PROBLEM TO SOLVE: Rewrite every line of the records below, requests included, and scale each vertex coordinate in the answers by 0.8, rounding to the nearest whole number with halves going up.

[START MATERIALS PROVIDED]

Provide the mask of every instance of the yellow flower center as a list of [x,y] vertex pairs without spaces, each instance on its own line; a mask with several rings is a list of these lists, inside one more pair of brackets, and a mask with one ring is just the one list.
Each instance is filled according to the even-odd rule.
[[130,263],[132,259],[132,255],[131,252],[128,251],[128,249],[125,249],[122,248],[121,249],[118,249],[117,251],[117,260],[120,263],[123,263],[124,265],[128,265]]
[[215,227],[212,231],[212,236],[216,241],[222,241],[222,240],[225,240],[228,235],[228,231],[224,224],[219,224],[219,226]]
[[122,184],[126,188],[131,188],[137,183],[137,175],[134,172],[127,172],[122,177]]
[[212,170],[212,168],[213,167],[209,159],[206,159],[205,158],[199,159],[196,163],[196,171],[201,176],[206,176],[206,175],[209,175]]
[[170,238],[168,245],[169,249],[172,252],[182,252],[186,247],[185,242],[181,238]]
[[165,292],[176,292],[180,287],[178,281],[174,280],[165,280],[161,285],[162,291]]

[END MATERIALS PROVIDED]

RESPONSE:
Provide the mask of every instance of the yellow flower center as a list of [x,y] vertex pairs without spaces, each instance on its own line; a mask with several rings is a list of these lists, inside one more pair of brackets, and a mask with one ring is just the one list.
Each instance is filled according to the even-odd rule.
[[104,210],[106,207],[106,204],[105,202],[102,201],[102,199],[100,199],[98,198],[97,199],[94,199],[94,201],[94,208],[96,210],[98,210],[99,212],[102,212]]
[[172,182],[170,185],[170,189],[173,193],[178,193],[178,192],[180,192],[182,188],[182,185],[179,179],[175,179],[175,181]]
[[98,147],[101,150],[105,150],[110,146],[110,140],[107,138],[102,138],[98,142]]
[[170,136],[170,134],[170,134],[167,127],[165,127],[164,126],[159,127],[157,130],[157,137],[161,141],[165,141],[165,140],[167,140]]
[[136,190],[134,196],[135,199],[138,202],[146,202],[149,198],[148,194],[145,190]]
[[132,234],[141,234],[144,230],[142,225],[139,224],[132,224],[129,228],[130,233]]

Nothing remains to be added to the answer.